(Labeled region records)
■ ■ ■

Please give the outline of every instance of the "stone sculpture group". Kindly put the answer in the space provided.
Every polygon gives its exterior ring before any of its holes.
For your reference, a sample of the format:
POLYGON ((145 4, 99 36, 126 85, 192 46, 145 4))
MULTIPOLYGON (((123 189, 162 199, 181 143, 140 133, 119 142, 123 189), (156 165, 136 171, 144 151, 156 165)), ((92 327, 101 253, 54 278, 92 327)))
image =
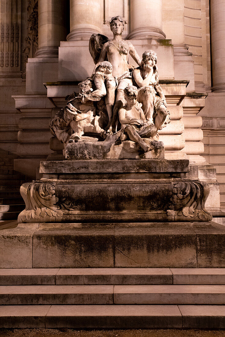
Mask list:
POLYGON ((131 141, 139 152, 147 152, 152 148, 149 140, 158 140, 158 130, 170 121, 156 54, 147 50, 141 59, 132 44, 122 38, 122 19, 112 18, 109 23, 112 41, 100 34, 90 39, 95 64, 93 74, 79 84, 78 94, 66 96, 67 105, 51 121, 51 132, 64 145, 64 155, 68 143, 96 141, 131 141), (138 67, 129 64, 129 55, 138 67))

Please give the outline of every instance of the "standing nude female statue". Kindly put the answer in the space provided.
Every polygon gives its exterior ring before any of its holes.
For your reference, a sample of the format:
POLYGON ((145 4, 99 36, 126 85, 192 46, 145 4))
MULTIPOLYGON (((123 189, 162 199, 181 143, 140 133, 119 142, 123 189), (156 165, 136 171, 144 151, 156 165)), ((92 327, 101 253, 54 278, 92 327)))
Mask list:
POLYGON ((130 68, 128 64, 129 55, 139 65, 141 65, 141 59, 133 44, 129 41, 122 38, 122 33, 124 29, 122 18, 119 16, 112 18, 109 24, 113 33, 113 38, 112 41, 105 42, 103 44, 94 71, 100 62, 106 60, 108 60, 112 66, 113 76, 108 77, 106 81, 107 93, 105 98, 109 120, 106 130, 108 132, 112 133, 116 131, 116 121, 119 109, 125 104, 124 89, 128 85, 132 84, 130 68), (117 94, 114 104, 116 88, 117 94))

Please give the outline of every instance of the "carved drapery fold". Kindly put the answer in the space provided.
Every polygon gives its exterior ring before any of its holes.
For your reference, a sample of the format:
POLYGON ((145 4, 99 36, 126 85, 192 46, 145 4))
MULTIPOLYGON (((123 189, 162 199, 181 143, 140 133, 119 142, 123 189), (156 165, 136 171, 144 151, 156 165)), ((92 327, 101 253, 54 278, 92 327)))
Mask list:
POLYGON ((167 215, 180 218, 181 220, 193 218, 193 221, 210 221, 212 216, 205 208, 209 192, 209 185, 204 182, 174 183, 167 215))
POLYGON ((21 0, 2 0, 0 69, 2 72, 4 68, 7 72, 20 70, 21 15, 21 0))
POLYGON ((38 49, 38 0, 29 0, 27 7, 27 36, 25 39, 25 61, 34 57, 38 49))

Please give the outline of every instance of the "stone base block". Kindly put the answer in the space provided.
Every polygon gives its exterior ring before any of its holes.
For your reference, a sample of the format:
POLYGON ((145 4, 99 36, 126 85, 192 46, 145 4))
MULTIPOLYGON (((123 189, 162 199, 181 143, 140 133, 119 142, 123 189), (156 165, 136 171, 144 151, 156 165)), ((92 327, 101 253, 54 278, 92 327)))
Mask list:
POLYGON ((211 222, 40 224, 33 267, 224 268, 225 242, 225 227, 211 222))
POLYGON ((78 142, 66 145, 66 158, 69 160, 86 159, 140 159, 164 158, 162 142, 143 140, 150 149, 145 152, 136 143, 125 141, 114 145, 109 142, 78 142))

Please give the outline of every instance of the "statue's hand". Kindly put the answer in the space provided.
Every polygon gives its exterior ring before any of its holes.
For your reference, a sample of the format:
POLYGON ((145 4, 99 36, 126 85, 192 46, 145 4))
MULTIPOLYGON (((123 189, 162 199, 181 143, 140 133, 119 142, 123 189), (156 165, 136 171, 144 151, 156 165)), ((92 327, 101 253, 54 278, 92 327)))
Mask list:
POLYGON ((124 134, 122 132, 121 133, 120 135, 119 136, 119 137, 121 141, 123 142, 123 141, 125 141, 126 139, 126 135, 125 134, 124 134))

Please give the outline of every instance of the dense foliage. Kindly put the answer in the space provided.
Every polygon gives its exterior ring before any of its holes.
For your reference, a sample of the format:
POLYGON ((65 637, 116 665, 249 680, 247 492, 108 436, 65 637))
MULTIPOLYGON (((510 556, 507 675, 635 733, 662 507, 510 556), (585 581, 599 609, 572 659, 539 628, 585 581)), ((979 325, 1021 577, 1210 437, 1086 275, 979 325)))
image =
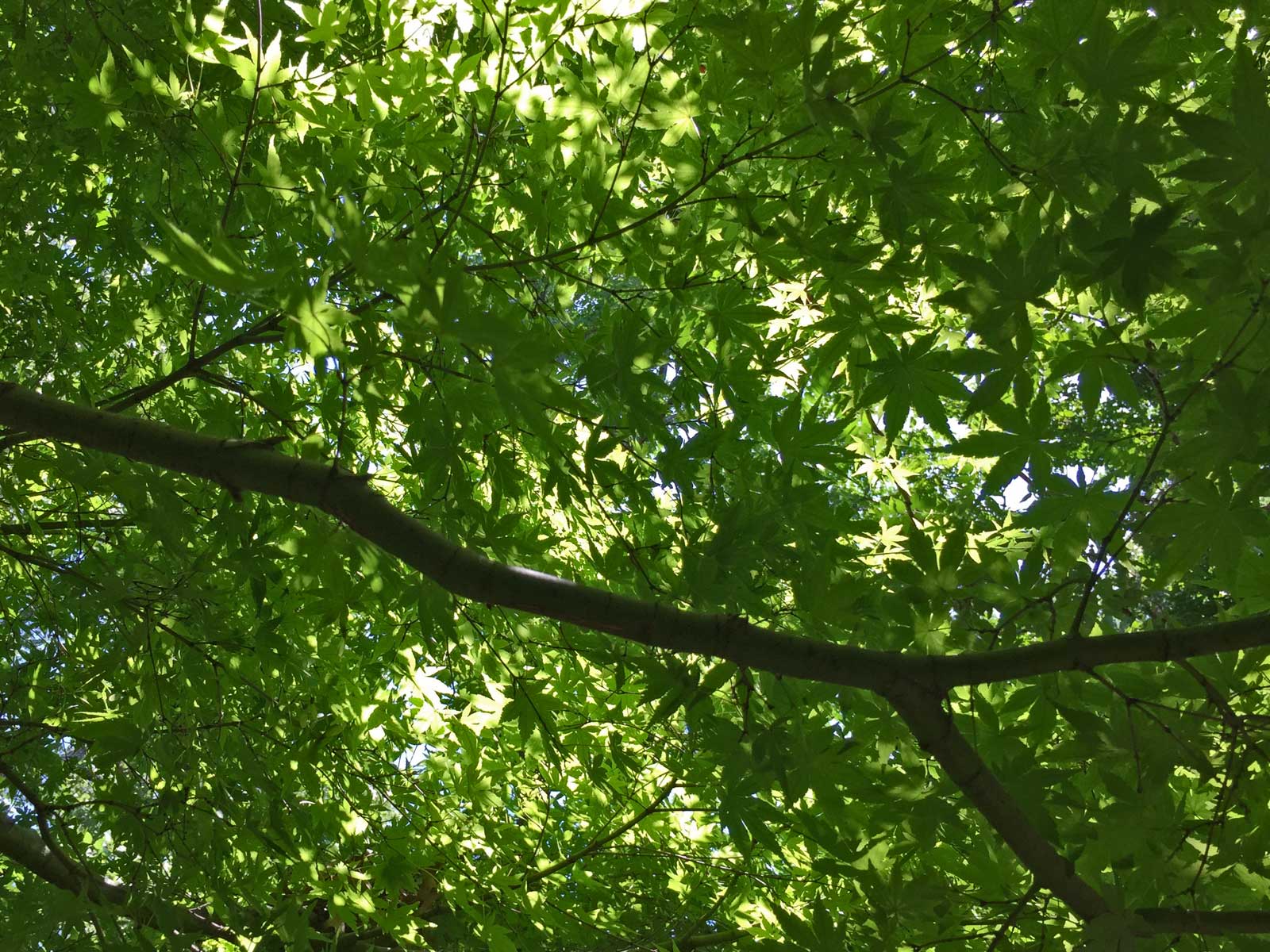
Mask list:
POLYGON ((1265 947, 1260 3, 0 22, 10 948, 1265 947))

■ ■ ■

The data above should be repeated exactly, minus any pictures.

Please give the outline of every instance of the "stone sculpture group". Kindly put the answer in the space provided.
Every polygon gives its exterior ring before any of its holes.
For your reference, a sample of the format:
POLYGON ((145 4, 99 36, 126 85, 192 46, 145 4))
MULTIPOLYGON (((123 189, 162 199, 181 143, 140 133, 119 142, 123 189), (156 165, 136 171, 144 151, 156 165)), ((92 327, 101 253, 54 278, 92 327)))
image =
Mask list:
POLYGON ((131 141, 139 152, 147 152, 152 148, 149 140, 158 140, 158 130, 170 121, 156 54, 147 50, 141 59, 132 44, 122 38, 122 19, 112 18, 109 23, 112 41, 100 34, 90 39, 95 64, 93 74, 79 84, 78 94, 66 96, 67 105, 51 121, 51 132, 64 145, 64 155, 68 143, 96 141, 131 141), (138 67, 129 64, 129 55, 138 67))

Please give the outline of every instance of the "standing nude female statue". Kindly put the answer in the space provided.
Every polygon gives its exterior ring before any of its holes.
For your reference, a sample of the format:
POLYGON ((145 4, 99 36, 126 85, 192 46, 145 4))
MULTIPOLYGON (((123 189, 162 199, 181 143, 140 133, 119 142, 123 189), (156 165, 136 171, 144 151, 156 165)), ((92 327, 101 253, 54 278, 92 327)))
Mask list:
POLYGON ((130 68, 128 64, 129 55, 139 65, 141 65, 141 59, 133 44, 129 41, 122 38, 122 33, 124 29, 122 18, 119 16, 112 18, 109 24, 113 33, 113 38, 112 41, 105 42, 103 44, 94 71, 100 62, 106 60, 108 60, 112 66, 113 76, 108 77, 106 81, 107 93, 105 98, 109 120, 106 130, 108 132, 112 133, 116 131, 116 121, 119 109, 125 104, 124 89, 128 85, 132 84, 130 68), (117 94, 114 104, 116 88, 117 94))

Please give the outline of every instance of the "carved drapery fold". Kindly put the answer in the space provided.
Every polygon gives its exterior ring before any of its holes.
For your reference, a sample of the format:
POLYGON ((145 4, 99 36, 126 85, 192 46, 145 4))
MULTIPOLYGON (((123 189, 162 199, 181 143, 140 133, 119 142, 123 189), (156 165, 136 171, 144 151, 156 165)), ((92 327, 101 253, 54 278, 92 327)))
Mask list:
POLYGON ((167 215, 180 218, 181 220, 193 218, 193 221, 210 221, 212 216, 205 208, 209 192, 209 185, 204 182, 174 183, 167 215))
POLYGON ((21 0, 2 0, 0 69, 2 72, 4 68, 7 72, 20 70, 21 15, 21 0))
POLYGON ((38 49, 38 0, 29 0, 27 7, 27 36, 25 39, 25 61, 34 57, 38 49))

Please give the outline of every instance of the "stone base block". Kindly put the answer in the space provided.
Every polygon gives its exterior ring before any of its holes.
For your reference, a sample of the format:
POLYGON ((145 4, 99 36, 126 85, 192 46, 145 4))
MULTIPOLYGON (((123 189, 162 199, 181 143, 140 133, 119 142, 123 189), (156 165, 136 171, 144 151, 156 165)), ((92 327, 101 253, 54 278, 92 327)))
Mask list:
POLYGON ((211 222, 40 224, 33 267, 224 268, 225 242, 225 227, 211 222))
POLYGON ((78 142, 66 145, 66 158, 69 160, 86 159, 140 159, 164 158, 162 142, 143 140, 150 149, 145 152, 136 143, 125 141, 114 145, 109 142, 78 142))

Please give the outline of every instance of the "statue's hand". Kindly put the answer in the space provided.
Every polygon gives its exterior ring before any of its holes.
For your reference, a sample of the format:
POLYGON ((145 4, 99 36, 126 85, 192 46, 145 4))
MULTIPOLYGON (((123 189, 162 199, 181 143, 140 133, 119 142, 123 189), (156 165, 136 171, 144 151, 156 165)), ((92 327, 101 253, 54 278, 92 327)))
Mask list:
POLYGON ((124 134, 122 132, 121 133, 120 135, 119 136, 119 137, 121 141, 123 142, 123 141, 125 141, 126 139, 126 135, 125 134, 124 134))

Please give the outline of every instance of the dense foliage. Kindly put the answer in the space provided.
Every polygon gives its exterior ring before any of its holes.
For your reference, a sample of the format:
POLYGON ((65 637, 116 665, 249 680, 247 492, 108 436, 65 637))
MULTIPOLYGON (((510 556, 507 675, 635 733, 662 507, 510 556), (585 581, 599 609, 572 659, 539 628, 585 581)), ((979 325, 1021 577, 1210 437, 1086 275, 979 325)))
image =
Mask list:
POLYGON ((1265 947, 1260 3, 0 22, 10 948, 1265 947))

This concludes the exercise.